═══ Selected excerpt

# PE Readiness Study Program



## Bman (Aug 3, 2009)

Just got my letter that all me experience was accepted, etc. so it looks like I'm all set to take the PE (HVAC) this October! My boss wanted me to look into going for a study class but I couldn't find a mechanical one here in South Florida, so I think I'm going to check out the PE Readiness home study guide. It seemed to get fairly good reviews from people on this board and my boss is going to pay for it, so I figure why not! I'll let you all know how it goes, I'm about to order it right now, so I should get the materials in a few days.


----------



## JoeysVee (Aug 3, 2009)

I have never heard of this. Do you have a link?


----------



## Bman (Aug 4, 2009)

Joey,

I got a pamphlet in the mail from National Society of Professional Engineers. It is run by a company called MGI. Here's a link to the website- PE Readiness. I did a search on the forum and it looks like it got pretty decent reviews from the few that used it. Its kind of expensive, but my company is going to reimburse me for it, so I figured why not. At the very least it has some additional problems to work, mini quizzes, and another practice exam.


----------



## JoeysVee (Aug 4, 2009)

Bman said:


> Joey,I got a pamphlet in the mail from National Society of Professional Engineers. It is run by a company called MGI. Here's a link to the website- PE Readiness. I did a search on the forum and it looks like it got pretty decent reviews from the few that used it. Its kind of expensive, but my company is going to reimburse me for it, so I figured why not. At the very least it has some additional problems to work, mini quizzes, and another practice exam.


That looks like a great program. Thanks and good luck!


----------

══════

What to work on
• a. List everything that Bman says the PE Readiness program includes "at the very least" in the PE Readiness thread.
• b. Please rework the PE Readiness thread from "## Bman (Aug 3, 2009)" up to and including "have a link?", putting "manager" in place of "boss".
• c. In the PE Readiness thread, why does Bman decide to try the PE Readiness home study guide instead of a study class?

═══ Available data

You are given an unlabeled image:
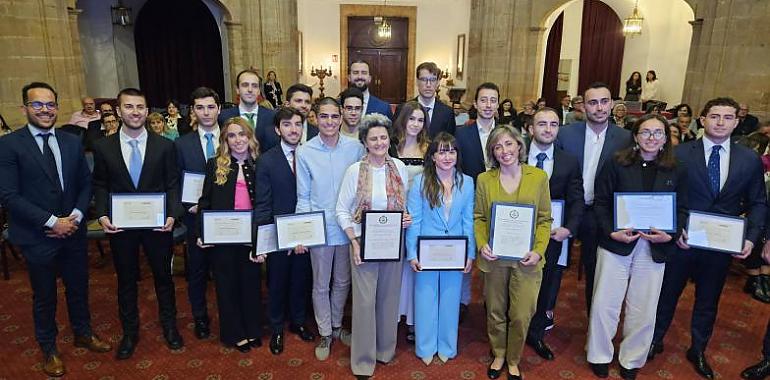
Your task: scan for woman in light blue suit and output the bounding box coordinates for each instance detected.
[406,132,476,365]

══════

Results in order
• a.
- Additional problems to work
- Mini quizzes
- Another practice exam

• b.
## Bman (Aug 3, 2009)

Just got my letter that all me experience was accepted, etc. so it looks like I'm all set to take the PE (HVAC) this October! My manager wanted me to look into going for a study class but I couldn't find a mechanical one here in South Florida, so I think I'm going to check out the PE Readiness home study guide. It seemed to get fairly good reviews from people on this board and my manager is going to pay for it, so I figure why not! I'll let you all know how it goes, I'm about to order it right now, so I should get the materials in a few days.


----------



## JoeysVee (Aug 3, 2009)

I have never heard of this. Do you have a link?

• c. His boss wanted him to look into a study class, but he couldn't find a mechanical one in South Florida. The home study guide also seemed to get fairly good reviews on the board, and his boss is going to pay for it.